Task to carry out ▸
Copy the listing below word for word, keeping every line as it stands.

Record excerpts ▸
+ + + + +

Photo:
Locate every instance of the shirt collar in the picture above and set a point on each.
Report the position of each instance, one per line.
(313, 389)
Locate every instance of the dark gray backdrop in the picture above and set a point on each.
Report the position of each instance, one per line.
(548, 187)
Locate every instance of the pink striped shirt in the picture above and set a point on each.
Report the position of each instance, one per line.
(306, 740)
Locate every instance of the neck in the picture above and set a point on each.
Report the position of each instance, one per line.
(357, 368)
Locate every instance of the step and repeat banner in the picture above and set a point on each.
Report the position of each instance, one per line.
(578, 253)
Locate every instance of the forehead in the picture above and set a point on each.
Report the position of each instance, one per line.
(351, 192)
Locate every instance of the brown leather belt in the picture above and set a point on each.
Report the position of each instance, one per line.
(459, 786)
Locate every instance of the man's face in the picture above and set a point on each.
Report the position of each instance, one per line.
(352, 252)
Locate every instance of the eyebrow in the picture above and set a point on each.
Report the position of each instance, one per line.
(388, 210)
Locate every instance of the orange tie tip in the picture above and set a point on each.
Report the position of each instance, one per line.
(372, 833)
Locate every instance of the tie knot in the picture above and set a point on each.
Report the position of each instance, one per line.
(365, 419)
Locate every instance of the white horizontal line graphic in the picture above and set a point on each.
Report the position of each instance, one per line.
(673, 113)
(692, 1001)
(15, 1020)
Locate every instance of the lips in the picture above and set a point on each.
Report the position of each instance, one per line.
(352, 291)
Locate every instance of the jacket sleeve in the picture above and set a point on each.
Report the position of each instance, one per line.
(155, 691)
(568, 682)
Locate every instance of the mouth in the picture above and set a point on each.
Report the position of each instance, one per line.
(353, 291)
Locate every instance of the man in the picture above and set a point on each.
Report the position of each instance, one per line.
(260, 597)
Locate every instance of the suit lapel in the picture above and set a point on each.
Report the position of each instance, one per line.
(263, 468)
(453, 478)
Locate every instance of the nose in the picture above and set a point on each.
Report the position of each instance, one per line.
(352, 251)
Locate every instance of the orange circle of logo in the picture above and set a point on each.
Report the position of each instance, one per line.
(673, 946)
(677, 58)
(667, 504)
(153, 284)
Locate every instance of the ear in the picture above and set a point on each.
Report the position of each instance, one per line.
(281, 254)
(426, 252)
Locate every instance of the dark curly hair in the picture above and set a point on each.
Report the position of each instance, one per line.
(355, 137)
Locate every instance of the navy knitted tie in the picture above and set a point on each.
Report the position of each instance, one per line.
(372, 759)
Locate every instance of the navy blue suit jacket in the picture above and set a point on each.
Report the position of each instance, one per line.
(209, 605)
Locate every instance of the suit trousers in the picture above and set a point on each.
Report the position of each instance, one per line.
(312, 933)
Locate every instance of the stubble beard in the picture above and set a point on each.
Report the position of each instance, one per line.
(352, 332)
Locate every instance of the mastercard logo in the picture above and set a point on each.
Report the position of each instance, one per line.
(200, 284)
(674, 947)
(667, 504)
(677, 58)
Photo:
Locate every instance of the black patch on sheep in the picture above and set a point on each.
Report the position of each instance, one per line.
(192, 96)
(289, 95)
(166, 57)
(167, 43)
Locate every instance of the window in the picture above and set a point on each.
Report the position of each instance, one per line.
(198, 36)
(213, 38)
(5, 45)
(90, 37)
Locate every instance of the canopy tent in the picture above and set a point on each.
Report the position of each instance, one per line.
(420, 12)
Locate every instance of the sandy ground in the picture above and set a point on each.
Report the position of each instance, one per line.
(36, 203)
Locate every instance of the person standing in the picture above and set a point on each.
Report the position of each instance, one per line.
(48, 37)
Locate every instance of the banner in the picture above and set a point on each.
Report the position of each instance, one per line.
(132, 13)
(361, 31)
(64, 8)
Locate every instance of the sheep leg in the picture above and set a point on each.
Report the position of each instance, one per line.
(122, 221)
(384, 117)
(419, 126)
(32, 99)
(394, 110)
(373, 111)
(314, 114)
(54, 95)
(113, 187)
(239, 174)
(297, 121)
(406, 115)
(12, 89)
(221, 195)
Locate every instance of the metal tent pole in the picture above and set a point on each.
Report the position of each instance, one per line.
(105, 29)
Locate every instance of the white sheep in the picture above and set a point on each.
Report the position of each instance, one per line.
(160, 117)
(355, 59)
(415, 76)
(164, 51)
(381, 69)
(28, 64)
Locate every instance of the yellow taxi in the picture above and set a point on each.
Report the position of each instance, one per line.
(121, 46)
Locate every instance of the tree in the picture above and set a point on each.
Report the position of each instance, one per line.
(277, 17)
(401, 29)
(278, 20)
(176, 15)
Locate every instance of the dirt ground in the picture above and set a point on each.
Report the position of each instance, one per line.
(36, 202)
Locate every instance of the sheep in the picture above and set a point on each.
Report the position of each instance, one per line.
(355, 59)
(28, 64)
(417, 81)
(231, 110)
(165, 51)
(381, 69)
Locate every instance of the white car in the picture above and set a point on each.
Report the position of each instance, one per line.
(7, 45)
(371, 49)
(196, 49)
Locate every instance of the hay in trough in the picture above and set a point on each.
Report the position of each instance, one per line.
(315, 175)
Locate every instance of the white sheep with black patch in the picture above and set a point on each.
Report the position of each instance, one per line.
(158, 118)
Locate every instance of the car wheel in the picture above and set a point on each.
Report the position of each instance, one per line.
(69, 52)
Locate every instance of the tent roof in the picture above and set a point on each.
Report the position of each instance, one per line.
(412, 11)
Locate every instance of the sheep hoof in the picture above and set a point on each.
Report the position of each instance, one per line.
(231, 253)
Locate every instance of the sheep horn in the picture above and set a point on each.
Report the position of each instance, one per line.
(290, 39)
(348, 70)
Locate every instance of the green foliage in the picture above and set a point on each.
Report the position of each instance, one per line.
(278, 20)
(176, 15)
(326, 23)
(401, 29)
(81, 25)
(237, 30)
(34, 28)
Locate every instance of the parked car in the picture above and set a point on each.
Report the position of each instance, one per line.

+ + + + +

Answer in full ▸
Photo:
Locate every instance of the shirt collar in the picture above and set a point on each.
Report the position of each instance, one per line.
(313, 389)
Locate every instance of the dark gray backdrop in the picture above and set a point on each.
Report the position of each instance, one per line.
(548, 187)
Locate every instance of the pink striped shirt in the picture above and set a point on each.
Report the position of each instance, one per line.
(306, 740)
Locate every instance of the neck in the picture above and set a point on each.
Report the position of each instance, one per line.
(357, 368)
Locate every instance of the step and repeat banner in the picture above and set a point on each.
Report the position of each instance, one per line.
(578, 253)
Locate every instance of the forehead in the picture above and set a point on each.
Report the position of each instance, one per line.
(351, 192)
Locate every instance of the brown leather belt in the picture above and set a point on each.
Report the position of each instance, one per line.
(459, 786)
Locate every instance of the man's face in the picture above and set a point on each.
Report the position of each instance, one per line.
(352, 252)
Locate every instance of the eyebrow in the picture above and set a point on each.
Report the position of each instance, one per line.
(388, 210)
Locate every instance of the orange tie tip in the picture above and set a point on each.
Report the position of each instance, one per line.
(372, 833)
Locate every instance of the tie knot in the picture above and set a point on each.
Report the position of each instance, one per line.
(365, 419)
Locate every instance of the white horizontal line graphic in the picture above and set a point on each.
Report the position of each instance, one per line.
(673, 113)
(692, 1001)
(15, 1020)
Locate every instance of the lips in the picture above and set a point on each.
Report the position of each instance, one per line.
(352, 291)
Locate every instance of the jacket sleeve in the picture above and set a point on each.
Report the position of each instance, one per line.
(155, 691)
(568, 682)
Locate every instance of the mouth in the picture above and set a point on each.
Report the position of each instance, one per line.
(353, 291)
Locate every instance of the man in the picture above and set a point on each.
Report the position of each instance, one per line.
(260, 597)
Locate every instance of the suit lapel in the picture above and set a point on each.
Report the position of each instance, one per line.
(263, 468)
(453, 478)
Locate every instance of the nose in the picture above and set a point on each.
Report the position of each instance, one per line.
(352, 251)
Locate every instance of the orange circle of logo in the picture above and set a point on each.
Report the position of each instance, one per line.
(673, 946)
(677, 58)
(667, 504)
(153, 284)
Locate every instance of the ear in the picture above and set a point on each.
Report the position of each instance, one per line.
(281, 254)
(426, 252)
Locate every instance of the dark curly hair in the picture above and set a point on each.
Report the position of each instance, one per line.
(355, 137)
Locate every instance of the navy knitted tie in the picture above and set a point on each.
Report the position of each instance, one per line.
(372, 759)
Locate every instance of the navy blue suit jacket in the picture above and set a point on each.
Report the position of each instance, one per line.
(209, 605)
Locate every instance of the suit trousers in the picture above and set a point on each.
Report the position of each instance, one per line.
(312, 933)
Locate every instance of the stubble beard in the picture above and set a point on each.
Report the position of each instance, one per line.
(352, 332)
Locate every instance of the mastercard logo in the picture above and set a point on each.
Report the position of each instance, one per line.
(200, 284)
(674, 947)
(667, 504)
(677, 58)
Photo:
Locate every instance of the black patch on sheep in the picture above and set a point on each.
Report the position of each instance, one per line.
(192, 96)
(289, 95)
(166, 57)
(167, 43)
Locate every instance of the window in the picture above and set a point on each.
Report the position of each instance, one per line.
(198, 36)
(213, 38)
(5, 45)
(90, 37)
Locate every instance of the canopy tent in the picture above and set a point on each.
Report the position of each instance, one per line.
(420, 12)
Locate every instance of the sandy ground in the picture above and set a point on each.
Report the position of each instance, one per line.
(36, 203)
Locate every instance of the person standing in the picture above and set a point on each.
Report the position of each instance, one per line.
(48, 37)
Locate every instance of the banner in the picture above and set a point on each.
Report the position of each instance, one per line.
(132, 13)
(361, 31)
(64, 8)
Locate every instance of the sheep leg in the picture above and set a point on each.
Report the position of each instance, one per line.
(122, 221)
(384, 117)
(419, 126)
(32, 99)
(394, 110)
(373, 111)
(314, 114)
(54, 95)
(113, 187)
(239, 174)
(297, 121)
(406, 115)
(12, 89)
(221, 195)
Locate every instance of the metal tent pole in the picture above and set a point on each.
Report the position of each instance, one per line.
(105, 29)
Locate every instance of the white sheep in the picture above and set a point on each.
Report the position of each instance, one per line.
(160, 117)
(355, 59)
(415, 76)
(164, 51)
(381, 69)
(28, 64)
Locate every instance of the yellow taxi in the picture above and set a point on each.
Report the position of each instance, one per line.
(121, 46)
Locate every instance of the tree in the picture above and set a point on each.
Report the position of each instance, one per line.
(277, 17)
(401, 29)
(278, 20)
(176, 15)
Locate every instance of the dirt ground in the picture above and set a point on each.
Report the position of each instance, one per line.
(36, 202)
Locate every instance of the sheep in the picture above and set a point on each.
Report the position of each instance, one per line.
(355, 59)
(28, 64)
(417, 81)
(231, 110)
(165, 51)
(381, 69)
Locate every instance of the white car in the picture above and set a point on each.
Report the position of each instance, one per line.
(7, 45)
(371, 49)
(196, 49)
Locate every instance of the hay in trough in the picture above and set a point on each.
Report the position of each instance, one per line.
(315, 175)
Locate every instance of the white sheep with black patch in the picture above and set a point on each.
Report the position of each instance, one per line.
(158, 118)
Locate every instance of the car wheel in the picture above and set a point on each.
Report the position of each instance, one per line.
(69, 52)
Locate every instance of the tent roof in the picture above and set a point on each.
Report the position of each instance, one per line.
(412, 11)
Locate every instance of the sheep hoof in the picture above and set a point on each.
Report the position of each instance, one per line.
(231, 253)
Locate every instance of the sheep horn in the picture above and set a point on each.
Report the position of each instance, one per line.
(290, 39)
(348, 70)
Locate every instance of the green foliage in the picture above and set a point on each.
Report the position of each instance, one per line.
(278, 20)
(176, 15)
(326, 23)
(401, 29)
(81, 25)
(237, 30)
(34, 28)
Locate every instance of the parked car in the picture above and set a point on each.
Report the position of each instance, one per line.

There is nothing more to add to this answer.